Исходный текст »
——

Форум » Общий форум » Если тебе скучно, друг... » Ответить

Если тебе скучно, друг...

Птиц: Подошёл к начальнику, спросил об отпуске. Сказал, мол, может быть, если всё получиться. Без капли радости в глазах, побрёл домой я: Так хочеться летом в деревню вырваться на волю. Вдохнуть дыханье леса, без городского смока, А может приедет Димка: споёт про Олю, Под треск костра, чьи искры подлетают к звёздам. Казалось бы: зачем сдалась мне вся эта работа. Бросить суету, как ненужный фантик в урну, В догонку плюнуть, руки в карманы сунуть, И неспеша идти туда, где будет солнце на чистом небе; Где будет тёплый дождь; душистый стожок сена. Я возьму с собой палатку, шашлык, удочки, лодку и друзей. Куда-нибудь дальше Мелихово, чтоб было интересней. На берегу реки, под авторскую песню, Лягу-прилягу, улыбнусь в ответ своему настроенью. И рано утром на рассвете, как первый луч пригреет, Надую свою лодку, раскину паруса по ветру, Экскурсия вдоль берега великой Нары. Вряд ли я забуду - фото оставлю на память. Здорово! Правда?! Помнишь как собирались раньше: играли в денди. А теперь самогон от бабы Зины - видать, стали взрослее. Налей мне стаканчик, да не тот! вон побольше! Завтра предстоит играть мне с командою хардбольною. Нет, не боюсь! Это от радости штаны полны, Ты главное наливай не жалей - у нас ещё водки пузырь. А там будут девушки молодые в санитарии - прапор сказал, Хотя прапоры ещё те губотрясы... Наливай ещё брат! Не будет жарко, даже если банька градусов девяносто, А то и больше, для охлаждения пивка с раками... Ну, всё, встал! Вот размечтался как!..

——

Материал »
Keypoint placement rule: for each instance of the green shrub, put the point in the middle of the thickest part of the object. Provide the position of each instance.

——

Задания »
#1 Что в тексте о мечтах о летнем отдыхе названо среди вещей, которые собираются взять с собой?
#2 Напишите продолжение текста о мечтах о летнем отдыхе после его последней фразы.

Ответы по заданиям »
#1 Палатку, шашлык, удочки, лодку и друзей.

#2
Ответов - 8

Отец СНТ Нары: молодец, но хотелось бы увидеть рифму!

Сева: Отец СНТ Нары хотелось бы увидеть рифму! Это просто много много японских стихов... как их там зовут-то... ну типа, "Сижу за компом, в носу ковыряю - скучно" Да я поэт!

Птиц: как их там зовут-то... Хуко. А есть ещё белый стих, русская версия немного лиричней. Но, в данном случае, это ни то и ни другое. В этом стихотворении рифма слышиться, вслушайтесь, поэты, едрить вас на лево! Немного смахивает на манеру Маяковского, кстати.


Сева: Птиц Неее... на Маяковского не замахивайся! У него хоть рифма было... а тут... мда... если только интонация И не Хуко, а Хокку, по-моему

Птиц: Ээээээ!... Тьфу!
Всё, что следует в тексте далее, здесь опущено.